Tekst »
·····

Jeej... jest tu 15 stron odpowiedzi i na początku miałem ambitne plany wpierw przeczytać przedmówców, potem dopisać swoje 3 grosze... Ale spasuję xD tak więc sorry jeśli coś powtórzę. I to dziwne, że nie mam siły przeczytać wątku, a te 1200 stron maczkiem połknąłem jakoś

No ale właśnie. Pierwsza rzecz z minusów: książka jest za długa. Rozumiem zamysł, rozmach, no i fakt, że można by spokojnie pomnożyć całą historię co najmniej dwukrotnie w objętosci i nadal byłaby fascynująca. Jednak niektóre wątki i urywki wydają się tak już nadmiarowo dopaprane, że nie wiem, czy faktycznie nie dało się krócej. Wątki typu Tom, Audra i Kay, dodane tylko po to, żeby jakoś odzwierciedlić dziecięce sprawy głównych bohaterów... Jednak umiem sobie wyobrazić powieść bez nich, szczególnie bez Kay: cały obszerny rozdział poświęcony jej reakcji na pewną sprawę, ale po co? A potem nic, wątek Kay znika, zaś wątek Toma zostaje ucięty tak, jakby autora popędzono z wydawnictwa: stary, już po terminie, kończ To.

·····

Polecenie i wymagania » Proszę przepisać fragment tekstu od słów „No ale właśnie.” do słów „terminie, kończ To.”, zamieniając „książka” na „powieść”.

Udostępnione dane »

·····

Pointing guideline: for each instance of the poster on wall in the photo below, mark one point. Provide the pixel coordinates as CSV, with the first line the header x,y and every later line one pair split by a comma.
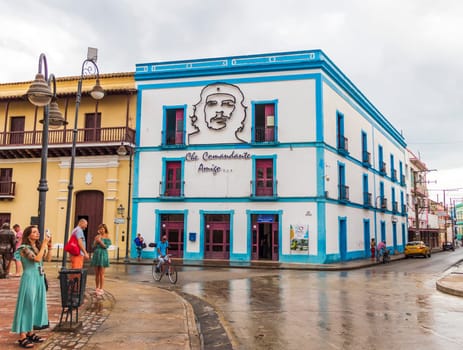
x,y
299,236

·····

Prawidłowa odpowiedź »
No ale właśnie. Pierwsza rzecz z minusów: powieść jest za długa. Rozumiem zamysł, rozmach, no i fakt, że można by spokojnie pomnożyć całą historię co najmniej dwukrotnie w objętosci i nadal byłaby fascynująca. Jednak niektóre wątki i urywki wydają się tak już nadmiarowo dopaprane, że nie wiem, czy faktycznie nie dało się krócej. Wątki typu Tom, Audra i Kay, dodane tylko po to, żeby jakoś odzwierciedlić dziecięce sprawy głównych bohaterów... Jednak umiem sobie wyobrazić powieść bez nich, szczególnie bez Kay: cały obszerny rozdział poświęcony jej reakcji na pewną sprawę, ale po co? A potem nic, wątek Kay znika, zaś wątek Toma zostaje ucięty tak, jakby autora popędzono z wydawnictwa: stary, już po terminie, kończ To.